##### RECORDS FOR PROCESSING

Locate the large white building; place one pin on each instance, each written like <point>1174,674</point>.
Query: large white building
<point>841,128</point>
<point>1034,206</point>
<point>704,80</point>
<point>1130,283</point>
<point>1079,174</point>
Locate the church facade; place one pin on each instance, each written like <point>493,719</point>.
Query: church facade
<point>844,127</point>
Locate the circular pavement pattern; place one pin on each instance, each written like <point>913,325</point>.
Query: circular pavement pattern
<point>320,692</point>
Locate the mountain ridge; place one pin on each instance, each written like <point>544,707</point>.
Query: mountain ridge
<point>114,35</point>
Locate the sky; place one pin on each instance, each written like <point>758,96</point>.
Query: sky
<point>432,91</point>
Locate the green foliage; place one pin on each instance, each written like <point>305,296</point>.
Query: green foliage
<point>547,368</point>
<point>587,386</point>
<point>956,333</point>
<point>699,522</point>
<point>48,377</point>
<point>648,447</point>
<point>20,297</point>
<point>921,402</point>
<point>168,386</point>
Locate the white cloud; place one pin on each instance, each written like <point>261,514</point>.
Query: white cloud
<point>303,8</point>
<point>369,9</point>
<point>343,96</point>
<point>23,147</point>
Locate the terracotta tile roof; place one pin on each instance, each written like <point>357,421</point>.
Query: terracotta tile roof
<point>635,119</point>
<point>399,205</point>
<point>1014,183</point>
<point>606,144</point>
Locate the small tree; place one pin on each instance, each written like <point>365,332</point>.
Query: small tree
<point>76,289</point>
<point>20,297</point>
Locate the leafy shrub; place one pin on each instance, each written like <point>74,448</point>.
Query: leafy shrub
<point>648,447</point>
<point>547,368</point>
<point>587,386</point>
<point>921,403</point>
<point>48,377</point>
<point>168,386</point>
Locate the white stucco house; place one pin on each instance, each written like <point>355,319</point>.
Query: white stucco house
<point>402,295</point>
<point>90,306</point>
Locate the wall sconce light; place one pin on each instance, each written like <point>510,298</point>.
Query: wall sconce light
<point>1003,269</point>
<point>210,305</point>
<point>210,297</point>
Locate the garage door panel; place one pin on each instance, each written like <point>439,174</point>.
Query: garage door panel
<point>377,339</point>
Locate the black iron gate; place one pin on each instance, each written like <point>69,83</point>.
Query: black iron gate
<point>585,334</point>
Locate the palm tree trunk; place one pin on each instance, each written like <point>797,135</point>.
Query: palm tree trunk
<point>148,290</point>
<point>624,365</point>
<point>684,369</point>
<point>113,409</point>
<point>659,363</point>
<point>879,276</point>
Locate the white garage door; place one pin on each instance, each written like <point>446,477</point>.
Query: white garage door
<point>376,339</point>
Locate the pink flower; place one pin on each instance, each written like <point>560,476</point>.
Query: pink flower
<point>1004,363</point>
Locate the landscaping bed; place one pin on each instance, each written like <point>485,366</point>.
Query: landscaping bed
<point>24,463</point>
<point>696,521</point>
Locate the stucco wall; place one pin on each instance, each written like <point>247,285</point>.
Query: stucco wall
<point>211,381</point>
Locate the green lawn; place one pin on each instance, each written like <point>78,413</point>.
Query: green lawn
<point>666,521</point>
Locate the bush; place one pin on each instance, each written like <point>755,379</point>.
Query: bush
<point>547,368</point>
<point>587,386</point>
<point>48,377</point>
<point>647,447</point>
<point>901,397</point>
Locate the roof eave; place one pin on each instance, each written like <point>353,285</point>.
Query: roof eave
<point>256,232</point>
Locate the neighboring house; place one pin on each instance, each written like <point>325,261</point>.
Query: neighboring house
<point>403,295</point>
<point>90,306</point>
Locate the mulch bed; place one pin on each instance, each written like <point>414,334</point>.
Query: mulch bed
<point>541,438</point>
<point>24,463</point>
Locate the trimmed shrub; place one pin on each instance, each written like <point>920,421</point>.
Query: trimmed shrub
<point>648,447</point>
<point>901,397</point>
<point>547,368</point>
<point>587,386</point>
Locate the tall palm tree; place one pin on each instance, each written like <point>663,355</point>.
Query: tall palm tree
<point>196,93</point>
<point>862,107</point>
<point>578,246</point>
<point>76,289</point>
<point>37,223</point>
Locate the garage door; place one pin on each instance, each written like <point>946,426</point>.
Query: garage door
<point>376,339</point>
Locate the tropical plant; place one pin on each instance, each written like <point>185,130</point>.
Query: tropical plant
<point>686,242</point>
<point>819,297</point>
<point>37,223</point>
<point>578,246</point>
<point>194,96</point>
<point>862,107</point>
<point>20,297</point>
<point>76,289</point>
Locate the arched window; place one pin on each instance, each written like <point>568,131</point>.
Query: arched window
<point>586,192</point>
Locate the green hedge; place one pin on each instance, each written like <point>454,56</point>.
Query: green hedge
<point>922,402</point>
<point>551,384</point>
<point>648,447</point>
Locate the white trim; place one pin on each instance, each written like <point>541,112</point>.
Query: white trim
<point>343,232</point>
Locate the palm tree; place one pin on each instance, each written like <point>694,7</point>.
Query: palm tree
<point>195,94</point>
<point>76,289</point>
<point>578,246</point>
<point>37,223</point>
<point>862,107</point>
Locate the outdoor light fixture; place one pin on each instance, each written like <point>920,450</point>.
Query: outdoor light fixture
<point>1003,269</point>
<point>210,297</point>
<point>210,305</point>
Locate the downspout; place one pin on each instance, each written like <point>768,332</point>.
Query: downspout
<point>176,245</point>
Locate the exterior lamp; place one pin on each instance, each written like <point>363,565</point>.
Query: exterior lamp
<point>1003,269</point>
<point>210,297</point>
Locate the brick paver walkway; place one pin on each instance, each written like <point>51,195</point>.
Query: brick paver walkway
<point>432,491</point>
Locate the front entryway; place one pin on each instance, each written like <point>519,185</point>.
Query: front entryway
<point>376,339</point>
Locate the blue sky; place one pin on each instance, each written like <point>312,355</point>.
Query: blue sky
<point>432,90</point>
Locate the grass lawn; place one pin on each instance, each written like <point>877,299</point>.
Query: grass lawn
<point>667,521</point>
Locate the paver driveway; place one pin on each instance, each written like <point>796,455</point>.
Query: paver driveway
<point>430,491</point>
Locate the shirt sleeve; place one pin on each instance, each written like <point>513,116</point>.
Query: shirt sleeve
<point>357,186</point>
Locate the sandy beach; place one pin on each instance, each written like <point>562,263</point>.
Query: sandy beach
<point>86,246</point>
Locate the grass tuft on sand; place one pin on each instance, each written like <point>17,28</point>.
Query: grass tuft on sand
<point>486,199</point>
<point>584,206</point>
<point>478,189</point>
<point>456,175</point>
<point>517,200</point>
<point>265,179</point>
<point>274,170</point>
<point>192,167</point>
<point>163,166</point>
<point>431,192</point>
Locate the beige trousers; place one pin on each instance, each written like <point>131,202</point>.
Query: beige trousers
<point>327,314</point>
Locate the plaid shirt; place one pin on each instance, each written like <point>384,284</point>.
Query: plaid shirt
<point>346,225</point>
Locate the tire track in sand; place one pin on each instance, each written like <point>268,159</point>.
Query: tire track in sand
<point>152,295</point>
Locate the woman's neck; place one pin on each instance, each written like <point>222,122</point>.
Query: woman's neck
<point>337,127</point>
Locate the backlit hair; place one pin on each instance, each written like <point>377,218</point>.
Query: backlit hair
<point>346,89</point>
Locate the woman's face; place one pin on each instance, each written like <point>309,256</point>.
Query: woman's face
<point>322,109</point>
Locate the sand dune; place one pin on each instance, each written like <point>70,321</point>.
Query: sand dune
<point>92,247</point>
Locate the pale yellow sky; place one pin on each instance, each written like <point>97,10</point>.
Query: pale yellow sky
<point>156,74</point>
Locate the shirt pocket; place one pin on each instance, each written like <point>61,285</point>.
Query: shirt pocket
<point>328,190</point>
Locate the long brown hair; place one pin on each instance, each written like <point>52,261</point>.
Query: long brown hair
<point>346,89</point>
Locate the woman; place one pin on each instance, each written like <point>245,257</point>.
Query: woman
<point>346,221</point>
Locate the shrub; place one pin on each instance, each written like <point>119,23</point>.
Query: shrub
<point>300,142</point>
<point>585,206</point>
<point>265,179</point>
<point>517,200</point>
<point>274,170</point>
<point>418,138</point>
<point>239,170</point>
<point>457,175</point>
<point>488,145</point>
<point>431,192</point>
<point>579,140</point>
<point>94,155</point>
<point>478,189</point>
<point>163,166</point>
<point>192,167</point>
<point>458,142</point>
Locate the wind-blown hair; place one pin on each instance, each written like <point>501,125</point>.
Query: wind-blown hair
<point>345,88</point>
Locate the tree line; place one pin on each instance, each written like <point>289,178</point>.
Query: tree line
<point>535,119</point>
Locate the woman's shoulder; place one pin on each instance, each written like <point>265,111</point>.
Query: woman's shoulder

##########

● **PROBLEM DETAILS**
Rewrite the entries starting at the line containing "Locate the church" and ending at the line containing "<point>320,692</point>", changing "pin" to "marker" and leaving all else unchanged.

● **ANSWER TO THIS PROBLEM**
Locate the church facade; place one marker on each instance, each written like <point>493,719</point>.
Query: church facade
<point>844,127</point>
Locate the circular pavement pattern; place one marker on each instance, each written like <point>913,325</point>.
Query: circular pavement pattern
<point>320,692</point>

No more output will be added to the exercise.